• **Quoted passage**:
########################################

Intended Usage and Limitations
Benefit and Intended Usage
Gemini Omni Flash can be used to generate high-quality, high-resolution videos from any input in a wide range of visual styles. The model is able to faithfully follow simple and complex instructions, simulate real-world physics, and edit videos through conversation.
Known Limitations
While Gemini Omni Flash demonstrates strong progress, maintaining complete consistency throughout edits, generating scenes with complex motion, or rendering perfectly accurate text remains a challenge.
Acceptable Usage
Google’s Generative AI Prohibited Use Policy applies to uses of the model in accordance with the applicable terms of service. Additionally, the model should not be integrated into certain systems (also found in Google’s Generative AI Prohibited Use Policy), including those that: (1) engage in dangerous or illicit activities, or otherwise violate applicable laws or regulations, (2) compromise the security of others’ or Google’s services, (3) engage in sexually explicit, violent, hateful, or harmful activities, (4) engage in misinformation, misrepresentation, or misleading activities.
Ethics and Content Safety
Evaluation Approach
Gemini Omni Flash was developed in partnership with internal safety, security, and responsibility teams. A range of evaluations and red teaming activities were conducted to help improve the model safety and inform decision-making. These evaluations and activities align with Google's AI Principles and responsible AI approach, as well as Google's Generative AI policies (e.g. Gen AI Prohibited Use Policy and the Gemini API Additional Terms of Service). Evaluation types included but were not limited to:
- Training/Development Evaluations including automated and human evaluations carried out continuously throughout and after the model’s training, to monitor its progress and performance;
- Human Red Teaming conducted by specialist teams who sit outside of the model development team, across the policies and desiderata, deliberately trying to spot weaknesses and ensure the model adheres to safety policies and desired outcomes;
- Automated Red Teaming to dynamically evaluate Gemini Omni Flash for safety and security considerations at scale, complementing human red teaming and static evaluations;
- Ethics & Safety Reviews conducted ahead of the model’s release.

########################################

• **What you need to do**:
A – How would you put this sentence from the usage and safety text into Spanish: "While Gemini Omni Flash demonstrates strong progress, maintaining complete consistency throughout edits, generating scenes with complex motion, or rendering perfectly accurate text remains a challenge."?
B – Can you swap "dangerous" for "hazardous" in the usage and safety text and write out the passage from "Acceptable Usage" up to and including "or misleading activities."?

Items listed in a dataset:
########################################

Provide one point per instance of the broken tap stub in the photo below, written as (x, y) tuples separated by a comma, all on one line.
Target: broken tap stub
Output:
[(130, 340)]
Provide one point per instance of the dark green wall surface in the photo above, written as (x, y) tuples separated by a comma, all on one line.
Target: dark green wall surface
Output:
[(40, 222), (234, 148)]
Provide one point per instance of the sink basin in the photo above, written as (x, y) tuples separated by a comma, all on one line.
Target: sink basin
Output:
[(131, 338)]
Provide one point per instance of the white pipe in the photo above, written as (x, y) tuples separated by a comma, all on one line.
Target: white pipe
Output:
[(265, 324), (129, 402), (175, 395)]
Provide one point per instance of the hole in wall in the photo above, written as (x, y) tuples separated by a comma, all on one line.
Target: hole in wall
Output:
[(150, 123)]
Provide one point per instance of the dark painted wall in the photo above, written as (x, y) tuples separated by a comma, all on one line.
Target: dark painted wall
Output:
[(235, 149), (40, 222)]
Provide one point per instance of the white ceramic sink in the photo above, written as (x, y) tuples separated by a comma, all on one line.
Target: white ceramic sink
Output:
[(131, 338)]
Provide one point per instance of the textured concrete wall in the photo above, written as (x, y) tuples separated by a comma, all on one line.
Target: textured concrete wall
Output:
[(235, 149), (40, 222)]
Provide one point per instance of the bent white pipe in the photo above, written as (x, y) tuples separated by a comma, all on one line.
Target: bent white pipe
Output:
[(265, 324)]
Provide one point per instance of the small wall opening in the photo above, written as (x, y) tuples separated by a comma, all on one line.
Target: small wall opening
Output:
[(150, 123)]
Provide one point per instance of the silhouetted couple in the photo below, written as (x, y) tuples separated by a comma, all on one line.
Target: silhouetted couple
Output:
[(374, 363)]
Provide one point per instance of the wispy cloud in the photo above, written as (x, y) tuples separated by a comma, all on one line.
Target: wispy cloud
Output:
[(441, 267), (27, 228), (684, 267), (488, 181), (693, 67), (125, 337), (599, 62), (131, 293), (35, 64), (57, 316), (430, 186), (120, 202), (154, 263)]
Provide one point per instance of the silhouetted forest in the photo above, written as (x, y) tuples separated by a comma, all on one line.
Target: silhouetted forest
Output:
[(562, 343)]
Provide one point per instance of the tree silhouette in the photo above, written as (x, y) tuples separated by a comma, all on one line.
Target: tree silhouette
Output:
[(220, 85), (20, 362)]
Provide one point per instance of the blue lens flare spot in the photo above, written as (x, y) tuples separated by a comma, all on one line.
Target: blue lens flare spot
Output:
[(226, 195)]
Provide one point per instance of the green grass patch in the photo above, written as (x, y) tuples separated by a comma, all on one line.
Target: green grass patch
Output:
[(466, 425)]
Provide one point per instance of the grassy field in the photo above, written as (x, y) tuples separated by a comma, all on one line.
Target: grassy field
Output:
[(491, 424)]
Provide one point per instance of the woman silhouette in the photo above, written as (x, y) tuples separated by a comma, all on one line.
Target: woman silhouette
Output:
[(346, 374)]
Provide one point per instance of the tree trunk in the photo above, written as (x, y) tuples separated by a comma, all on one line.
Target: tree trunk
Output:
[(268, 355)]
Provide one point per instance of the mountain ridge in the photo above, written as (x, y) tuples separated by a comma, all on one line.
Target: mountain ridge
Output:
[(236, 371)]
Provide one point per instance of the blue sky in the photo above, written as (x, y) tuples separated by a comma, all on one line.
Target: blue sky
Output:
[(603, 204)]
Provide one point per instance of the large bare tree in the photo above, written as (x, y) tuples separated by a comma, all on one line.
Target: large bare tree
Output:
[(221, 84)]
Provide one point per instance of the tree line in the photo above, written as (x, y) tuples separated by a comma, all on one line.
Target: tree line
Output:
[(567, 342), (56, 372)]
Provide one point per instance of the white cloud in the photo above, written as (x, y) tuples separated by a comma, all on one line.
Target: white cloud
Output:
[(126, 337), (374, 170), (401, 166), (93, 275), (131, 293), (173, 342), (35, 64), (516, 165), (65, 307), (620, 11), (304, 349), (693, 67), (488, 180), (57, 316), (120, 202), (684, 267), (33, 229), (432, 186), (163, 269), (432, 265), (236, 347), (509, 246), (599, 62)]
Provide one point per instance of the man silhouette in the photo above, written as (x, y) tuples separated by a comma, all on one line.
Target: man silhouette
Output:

########################################

• **Responses by item number**:
A – Aunque Gemini Omni Flash demuestra un progreso notable, mantener una coherencia total a lo largo de las ediciones, generar escenas con movimientos complejos o representar texto perfectamente preciso sigue siendo un desafío.

B –
Acceptable Usage
Google’s Generative AI Prohibited Use Policy applies to uses of the model in accordance with the applicable terms of service. Additionally, the model should not be integrated into certain systems (also found in Google’s Generative AI Prohibited Use Policy), including those that: (1) engage in hazardous or illicit activities, or otherwise violate applicable laws or regulations, (2) compromise the security of others’ or Google’s services, (3) engage in sexually explicit, violent, hateful, or harmful activities, (4) engage in misinformation, misrepresentation, or misleading activities.